Retype the entries below exactly, from the line with "Step 1: Look at the image. Step 2: Find shoulder" to the line with "Step 1: Look at the image. Step 2: Find city", both included.

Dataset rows
— begin —
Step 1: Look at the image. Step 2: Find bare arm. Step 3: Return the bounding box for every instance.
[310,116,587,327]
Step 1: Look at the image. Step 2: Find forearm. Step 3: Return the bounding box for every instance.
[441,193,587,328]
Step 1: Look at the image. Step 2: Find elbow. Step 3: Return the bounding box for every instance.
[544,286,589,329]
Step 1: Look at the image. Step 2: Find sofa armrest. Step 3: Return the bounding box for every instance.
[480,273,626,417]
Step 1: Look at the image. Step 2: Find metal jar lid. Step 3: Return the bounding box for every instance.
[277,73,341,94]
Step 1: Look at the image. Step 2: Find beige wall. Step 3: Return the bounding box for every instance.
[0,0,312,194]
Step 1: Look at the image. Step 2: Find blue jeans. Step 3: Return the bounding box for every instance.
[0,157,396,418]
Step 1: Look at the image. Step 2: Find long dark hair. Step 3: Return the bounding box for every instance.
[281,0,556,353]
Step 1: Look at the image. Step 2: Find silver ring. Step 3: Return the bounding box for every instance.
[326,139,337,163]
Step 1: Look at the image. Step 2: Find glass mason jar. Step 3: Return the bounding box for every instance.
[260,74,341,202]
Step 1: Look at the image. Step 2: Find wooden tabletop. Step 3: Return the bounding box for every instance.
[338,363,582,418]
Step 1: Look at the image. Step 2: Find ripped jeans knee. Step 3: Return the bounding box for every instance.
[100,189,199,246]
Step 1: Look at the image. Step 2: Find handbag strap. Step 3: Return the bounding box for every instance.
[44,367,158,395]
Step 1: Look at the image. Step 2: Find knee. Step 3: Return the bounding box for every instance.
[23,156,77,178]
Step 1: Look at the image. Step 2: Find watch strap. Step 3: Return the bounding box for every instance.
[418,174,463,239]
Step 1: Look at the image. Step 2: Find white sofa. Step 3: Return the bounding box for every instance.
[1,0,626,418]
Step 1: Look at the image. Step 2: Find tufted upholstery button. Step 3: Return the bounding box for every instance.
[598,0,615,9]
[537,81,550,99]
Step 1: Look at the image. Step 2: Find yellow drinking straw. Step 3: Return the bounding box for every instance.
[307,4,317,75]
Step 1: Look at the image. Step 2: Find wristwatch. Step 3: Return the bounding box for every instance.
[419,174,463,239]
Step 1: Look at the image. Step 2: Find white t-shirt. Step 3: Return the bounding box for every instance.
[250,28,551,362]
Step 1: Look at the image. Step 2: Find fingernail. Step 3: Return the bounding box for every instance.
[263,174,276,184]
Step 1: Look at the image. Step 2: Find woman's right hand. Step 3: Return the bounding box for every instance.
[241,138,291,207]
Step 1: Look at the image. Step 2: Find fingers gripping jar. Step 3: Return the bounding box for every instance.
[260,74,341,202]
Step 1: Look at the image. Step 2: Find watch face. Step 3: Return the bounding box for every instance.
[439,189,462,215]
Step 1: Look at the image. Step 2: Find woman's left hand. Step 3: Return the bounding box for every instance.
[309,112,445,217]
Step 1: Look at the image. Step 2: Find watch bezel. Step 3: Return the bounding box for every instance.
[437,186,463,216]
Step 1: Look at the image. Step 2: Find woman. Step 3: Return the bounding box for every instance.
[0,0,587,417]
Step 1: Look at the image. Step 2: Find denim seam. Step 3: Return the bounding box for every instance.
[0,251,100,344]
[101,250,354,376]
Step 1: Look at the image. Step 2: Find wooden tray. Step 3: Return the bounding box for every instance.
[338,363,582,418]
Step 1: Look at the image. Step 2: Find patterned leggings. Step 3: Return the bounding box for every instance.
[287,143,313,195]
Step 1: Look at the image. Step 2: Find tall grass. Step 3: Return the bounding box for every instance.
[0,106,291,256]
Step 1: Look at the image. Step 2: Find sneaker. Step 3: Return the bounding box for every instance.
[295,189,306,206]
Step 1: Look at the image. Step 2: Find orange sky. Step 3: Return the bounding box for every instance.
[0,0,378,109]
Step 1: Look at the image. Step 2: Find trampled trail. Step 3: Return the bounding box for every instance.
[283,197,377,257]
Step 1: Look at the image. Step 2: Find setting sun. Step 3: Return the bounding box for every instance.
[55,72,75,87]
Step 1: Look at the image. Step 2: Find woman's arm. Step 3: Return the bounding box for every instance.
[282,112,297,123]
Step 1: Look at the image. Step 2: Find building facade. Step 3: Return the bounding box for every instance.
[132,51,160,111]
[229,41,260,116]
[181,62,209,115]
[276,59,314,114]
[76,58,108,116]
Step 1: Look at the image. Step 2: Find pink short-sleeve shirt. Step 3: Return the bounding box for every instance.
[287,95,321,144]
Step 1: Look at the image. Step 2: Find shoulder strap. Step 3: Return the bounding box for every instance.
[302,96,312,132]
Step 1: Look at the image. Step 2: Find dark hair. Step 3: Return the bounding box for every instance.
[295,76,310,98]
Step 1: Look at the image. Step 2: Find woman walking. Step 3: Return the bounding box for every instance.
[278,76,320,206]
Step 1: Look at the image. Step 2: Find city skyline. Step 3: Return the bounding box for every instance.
— end —
— begin —
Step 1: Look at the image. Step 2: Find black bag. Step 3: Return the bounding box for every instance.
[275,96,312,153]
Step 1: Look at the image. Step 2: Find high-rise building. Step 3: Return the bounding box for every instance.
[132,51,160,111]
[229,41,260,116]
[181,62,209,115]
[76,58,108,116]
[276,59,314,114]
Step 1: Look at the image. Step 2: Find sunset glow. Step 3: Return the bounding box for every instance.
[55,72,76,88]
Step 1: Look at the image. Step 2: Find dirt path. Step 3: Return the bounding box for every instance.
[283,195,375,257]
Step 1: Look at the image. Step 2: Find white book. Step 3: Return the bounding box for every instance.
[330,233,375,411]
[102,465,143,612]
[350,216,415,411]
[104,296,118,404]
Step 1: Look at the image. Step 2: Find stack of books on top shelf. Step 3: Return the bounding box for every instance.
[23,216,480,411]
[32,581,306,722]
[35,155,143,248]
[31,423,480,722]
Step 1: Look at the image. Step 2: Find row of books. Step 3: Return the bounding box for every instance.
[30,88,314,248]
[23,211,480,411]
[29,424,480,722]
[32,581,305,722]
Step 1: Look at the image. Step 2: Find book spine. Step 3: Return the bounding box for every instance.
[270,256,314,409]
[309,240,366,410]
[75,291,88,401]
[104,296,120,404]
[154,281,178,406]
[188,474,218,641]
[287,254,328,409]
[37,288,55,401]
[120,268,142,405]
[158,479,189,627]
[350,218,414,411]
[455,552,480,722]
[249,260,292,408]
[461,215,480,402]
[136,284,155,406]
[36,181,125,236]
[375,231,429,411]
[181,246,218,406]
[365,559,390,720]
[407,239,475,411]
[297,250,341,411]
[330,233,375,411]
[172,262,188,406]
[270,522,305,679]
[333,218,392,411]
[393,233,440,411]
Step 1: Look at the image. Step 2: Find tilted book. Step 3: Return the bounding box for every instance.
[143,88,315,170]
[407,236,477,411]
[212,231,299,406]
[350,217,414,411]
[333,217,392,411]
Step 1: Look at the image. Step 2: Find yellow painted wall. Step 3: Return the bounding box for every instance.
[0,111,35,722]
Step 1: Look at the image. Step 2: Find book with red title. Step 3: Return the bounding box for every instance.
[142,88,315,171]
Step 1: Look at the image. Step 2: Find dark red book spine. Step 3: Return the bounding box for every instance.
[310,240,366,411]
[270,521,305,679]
— end —
EXERCISE RESULT:
Step 1: Look at the image. Step 2: Find shoulder strap. Step 3: Return the bounding box for every instance.
[302,96,312,132]
Step 1: Look at the image. Step 2: Find dark hair. Step 3: Return the bounding box for every instance.
[295,76,310,98]
Step 1: Look at the image. Step 2: Find woman walking. Step 3: Return the bounding box for every instance.
[278,76,320,206]
Step 1: Look at the image. Step 2: Find city skyline. Step 3: Return the bounding box for every instance.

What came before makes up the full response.